::: Given records :::

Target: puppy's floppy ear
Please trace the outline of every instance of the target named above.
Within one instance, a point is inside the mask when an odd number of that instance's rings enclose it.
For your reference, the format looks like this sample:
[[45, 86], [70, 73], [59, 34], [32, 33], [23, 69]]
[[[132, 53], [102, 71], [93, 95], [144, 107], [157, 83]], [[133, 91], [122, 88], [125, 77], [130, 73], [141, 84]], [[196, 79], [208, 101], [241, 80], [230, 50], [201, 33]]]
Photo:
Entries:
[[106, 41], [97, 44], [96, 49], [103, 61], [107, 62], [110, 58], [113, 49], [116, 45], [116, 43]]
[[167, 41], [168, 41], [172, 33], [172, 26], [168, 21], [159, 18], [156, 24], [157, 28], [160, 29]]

:::

__Instruction__:
Lay out all of the material above as a Markdown table with the columns Row and Line Text. Put one line per row, numbered in order, and omit blank lines.

__Exercise output__:
| Row | Line Text |
|---|---|
| 1 | Target: puppy's floppy ear |
| 2 | Please trace the outline of every instance of the target named above. |
| 3 | Within one instance, a point is inside the mask when an odd number of that instance's rings enclose it. |
| 4 | For your reference, the format looks like this sample: |
| 5 | [[45, 86], [70, 73], [59, 34], [32, 33], [23, 69]] |
| 6 | [[[132, 53], [102, 71], [93, 95], [144, 107], [157, 83]], [[133, 91], [122, 88], [125, 77], [130, 73], [141, 84]], [[196, 79], [208, 101], [241, 80], [230, 50], [201, 33]]] |
| 7 | Photo: |
| 8 | Entries: |
| 9 | [[106, 41], [97, 44], [96, 49], [103, 61], [107, 62], [110, 58], [113, 49], [116, 45], [116, 43]] |
| 10 | [[167, 41], [168, 41], [172, 33], [172, 26], [168, 21], [159, 18], [156, 24], [157, 28], [160, 29]] |